Entries shown:
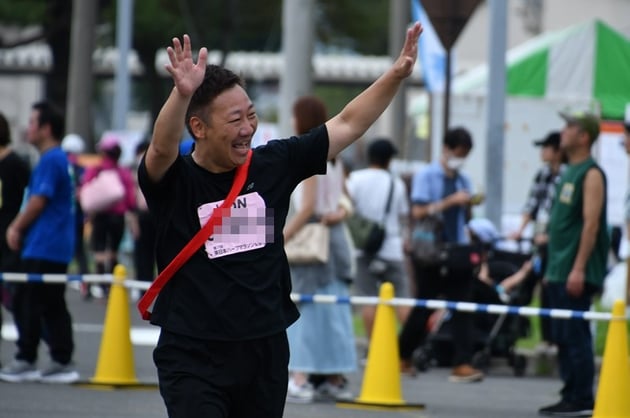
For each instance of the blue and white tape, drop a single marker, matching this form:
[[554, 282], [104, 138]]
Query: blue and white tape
[[352, 300]]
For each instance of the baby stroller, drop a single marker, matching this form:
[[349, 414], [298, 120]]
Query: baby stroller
[[494, 336]]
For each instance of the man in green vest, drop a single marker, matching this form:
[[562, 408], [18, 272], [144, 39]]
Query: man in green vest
[[578, 250]]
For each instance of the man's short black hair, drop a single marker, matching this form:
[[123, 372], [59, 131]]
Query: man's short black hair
[[49, 114], [381, 151], [216, 80], [458, 138], [5, 131]]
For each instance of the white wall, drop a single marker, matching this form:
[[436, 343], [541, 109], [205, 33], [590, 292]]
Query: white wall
[[472, 45]]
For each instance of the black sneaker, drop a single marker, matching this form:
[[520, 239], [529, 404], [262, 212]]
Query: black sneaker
[[567, 409]]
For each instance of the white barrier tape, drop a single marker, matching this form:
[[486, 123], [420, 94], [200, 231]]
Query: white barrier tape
[[353, 300], [459, 306], [55, 278]]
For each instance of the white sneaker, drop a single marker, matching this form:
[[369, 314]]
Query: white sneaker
[[330, 392], [300, 393], [19, 371], [59, 373]]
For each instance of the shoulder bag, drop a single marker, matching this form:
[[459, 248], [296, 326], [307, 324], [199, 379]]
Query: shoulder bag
[[368, 235], [195, 243]]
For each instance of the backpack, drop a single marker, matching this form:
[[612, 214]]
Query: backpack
[[427, 240]]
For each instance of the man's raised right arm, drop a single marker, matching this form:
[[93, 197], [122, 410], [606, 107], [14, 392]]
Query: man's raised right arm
[[169, 124]]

Task instructions:
Output as a JSON list of strings every line of the entries from the line containing "For each instance of the white wall, drop" down to the last line of the entries, inclusive, with one string per line and blank lines omitted.

Exercise response:
[
  "For each instance of the white wall, drop a single marker, matching this form:",
  "[[436, 343], [541, 109], [205, 33], [590, 292]]",
  "Query: white wall",
  "[[472, 45]]",
  "For each instance of the black sneaker, drop a single marker, matching this form:",
  "[[520, 239], [529, 404], [262, 212]]",
  "Query: black sneaker",
  "[[567, 409]]",
  "For each instance of the white barrier tape, drop a single marker, matching this form:",
  "[[486, 123], [420, 94], [200, 231]]",
  "Query: white barrier tape",
  "[[353, 300], [459, 306], [55, 278]]",
  "For each instance of the white sneaker, drop a single marker, matching this form:",
  "[[369, 314]]",
  "Query: white sneaker",
  "[[330, 392], [300, 393], [19, 371], [59, 373]]",
  "For each instance of the shoulder bag, drop a single marker, matching this form:",
  "[[459, 248], [296, 326], [307, 324], [199, 379]]",
  "Query: shoulder bag",
  "[[368, 235], [195, 243]]",
  "For each instance of the backpack, drop a single marker, matching this form:",
  "[[612, 214]]",
  "Query: backpack",
  "[[427, 240]]",
  "For each instance of the man's raised right arm, drop a single marker, matching this form:",
  "[[93, 197], [122, 410], [606, 107], [14, 392]]",
  "Query: man's raised right arm",
  "[[169, 124]]"
]